:: GIVEN PROBLEM ::
Count the lines in the listing below that contain the word "following", matching case exactly. Reply with the number only.

:: DATASET EXTRACT ::
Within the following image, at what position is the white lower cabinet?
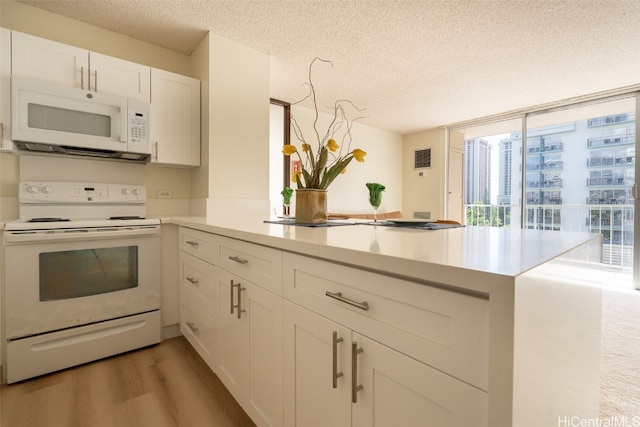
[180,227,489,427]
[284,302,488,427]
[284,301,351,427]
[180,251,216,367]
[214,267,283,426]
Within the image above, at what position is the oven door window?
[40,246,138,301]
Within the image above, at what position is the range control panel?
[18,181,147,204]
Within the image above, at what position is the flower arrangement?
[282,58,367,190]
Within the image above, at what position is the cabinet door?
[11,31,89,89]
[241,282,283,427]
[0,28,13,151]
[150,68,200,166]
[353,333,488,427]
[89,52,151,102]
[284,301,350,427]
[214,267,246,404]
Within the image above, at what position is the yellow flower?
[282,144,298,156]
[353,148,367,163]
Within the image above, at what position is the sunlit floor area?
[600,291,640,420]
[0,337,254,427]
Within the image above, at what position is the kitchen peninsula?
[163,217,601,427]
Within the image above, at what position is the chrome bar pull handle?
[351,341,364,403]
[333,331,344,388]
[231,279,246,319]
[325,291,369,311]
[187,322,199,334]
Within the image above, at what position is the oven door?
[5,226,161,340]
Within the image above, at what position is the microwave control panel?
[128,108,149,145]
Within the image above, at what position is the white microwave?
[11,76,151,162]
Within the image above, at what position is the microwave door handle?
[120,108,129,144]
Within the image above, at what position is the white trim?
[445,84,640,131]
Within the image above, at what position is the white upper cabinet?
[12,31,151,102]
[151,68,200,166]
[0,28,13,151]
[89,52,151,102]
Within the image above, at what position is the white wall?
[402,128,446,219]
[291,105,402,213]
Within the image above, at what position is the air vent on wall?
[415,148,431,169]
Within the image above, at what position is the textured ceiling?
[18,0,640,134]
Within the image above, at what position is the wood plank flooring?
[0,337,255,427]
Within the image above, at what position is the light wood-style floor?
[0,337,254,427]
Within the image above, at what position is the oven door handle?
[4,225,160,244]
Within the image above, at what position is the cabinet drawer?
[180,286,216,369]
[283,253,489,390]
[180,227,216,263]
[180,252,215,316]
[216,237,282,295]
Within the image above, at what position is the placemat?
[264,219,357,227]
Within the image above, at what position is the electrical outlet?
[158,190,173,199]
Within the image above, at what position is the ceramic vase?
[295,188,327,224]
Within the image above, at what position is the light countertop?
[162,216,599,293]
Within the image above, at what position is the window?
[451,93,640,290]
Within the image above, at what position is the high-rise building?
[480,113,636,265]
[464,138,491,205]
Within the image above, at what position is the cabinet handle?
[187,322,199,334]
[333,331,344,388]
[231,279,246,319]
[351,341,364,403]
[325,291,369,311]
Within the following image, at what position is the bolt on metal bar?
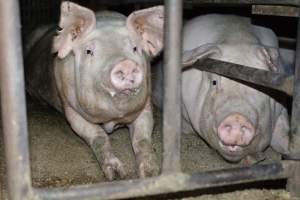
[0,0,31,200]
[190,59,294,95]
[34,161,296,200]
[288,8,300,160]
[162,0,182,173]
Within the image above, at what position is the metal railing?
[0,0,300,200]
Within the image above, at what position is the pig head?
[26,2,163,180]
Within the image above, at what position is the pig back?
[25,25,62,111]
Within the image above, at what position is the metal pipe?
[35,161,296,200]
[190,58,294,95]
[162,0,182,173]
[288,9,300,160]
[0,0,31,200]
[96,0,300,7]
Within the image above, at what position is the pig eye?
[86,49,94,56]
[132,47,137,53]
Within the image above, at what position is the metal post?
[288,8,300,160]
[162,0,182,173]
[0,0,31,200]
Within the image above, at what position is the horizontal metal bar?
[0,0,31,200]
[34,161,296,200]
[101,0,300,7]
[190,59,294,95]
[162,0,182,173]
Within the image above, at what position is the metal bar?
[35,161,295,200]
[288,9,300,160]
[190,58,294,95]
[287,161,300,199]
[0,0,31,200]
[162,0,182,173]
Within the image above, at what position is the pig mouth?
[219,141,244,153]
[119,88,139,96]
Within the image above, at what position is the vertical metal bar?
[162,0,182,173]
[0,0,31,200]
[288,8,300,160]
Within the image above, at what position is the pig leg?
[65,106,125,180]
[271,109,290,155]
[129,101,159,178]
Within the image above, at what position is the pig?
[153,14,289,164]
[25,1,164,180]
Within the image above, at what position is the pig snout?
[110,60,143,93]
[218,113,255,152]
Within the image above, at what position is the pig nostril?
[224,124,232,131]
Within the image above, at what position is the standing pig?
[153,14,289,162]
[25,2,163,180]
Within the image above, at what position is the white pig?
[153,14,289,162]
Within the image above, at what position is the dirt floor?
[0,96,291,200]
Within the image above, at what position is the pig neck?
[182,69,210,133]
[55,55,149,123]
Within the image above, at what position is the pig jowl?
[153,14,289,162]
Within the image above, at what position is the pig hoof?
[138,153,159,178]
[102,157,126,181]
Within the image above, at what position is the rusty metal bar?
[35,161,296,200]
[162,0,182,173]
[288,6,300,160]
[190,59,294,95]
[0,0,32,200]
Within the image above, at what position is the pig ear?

:: THE COMPLETED TASK ::
2